#### Выбранный фрагмент

В. И. Ленин неоднократно подчеркивал мобилизующую и организующую роль партии большевиков, которая в тяжелейшие годы войны сохранила свою боеспособность, идейную и организационную сплоченность и возглавила борьбу пролетариата и солдатских масс за свержение царизма. «Наша партия, — писал он, — оказалась с массами, с революционным пролетариатом, несмотря… на отчаянные преследования и аресты…»[6] Высоко оценивая деятельность петроградских большевиков в Февральской революции, Ленин указывал на «факт руководства» и «беззаветной помощи петербургским рабочим в великие дни революции со стороны нашей партии»[7].

Глубокий анализ характера движущих сил и перспектив второй русской революции дан в таких ленинских трудах, как «Письма из далека», «Апрельские тезисы», «Письма о тактике», «Задачи пролетариата в нашей революции», в выступлениях Ленина на Петроградской общегородской конференции и на Седьмой (Апрельской) Всероссийской конференции РСДРП(б). В. И. Ленин показал роль пролетариата как главной движущей силы и гегемона революции, обосновал значение его союза с солдатско-крестьянскими массами. «Революцию совершил пролетариат, он проявил героизм, он проливал кровь, он увлек за собой самые широкие массы трудящегося и беднейшего населения»[8].

В ленинских работах вскрыты особенности и противоречия Февральской революции, классовый источник и классовое значение двоевластия. В. И. Ленин показал, что Февральская революция зашла дальше обычной буржуазно-демократической революции, дойдя вплотную до революционно-демократической диктатуры пролетариата и крестьянства, что создало благоприятную почву для ее дальнейшего развития и углубления. Огромное историческое значение имела ленинская трактовка Февраля 1917 г. как такого рубежа, с которого пролетариату России открылся путь ко второму, социалистическому этапу революции.

########

**Задание:** Какие ленинские труды перечислены во фрагменте о Февральской революции? Назовите их все. Дальше идут строки, которые представляют собой самостоятельный материал и к фрагменту не относятся.

#### Исходные данные

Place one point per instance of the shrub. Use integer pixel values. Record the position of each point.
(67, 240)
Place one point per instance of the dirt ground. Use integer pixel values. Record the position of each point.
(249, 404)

########

**Правильный ответ:** «Письма из далека», «Апрельские тезисы», «Письма о тактике», «Задачи пролетариата в нашей революции».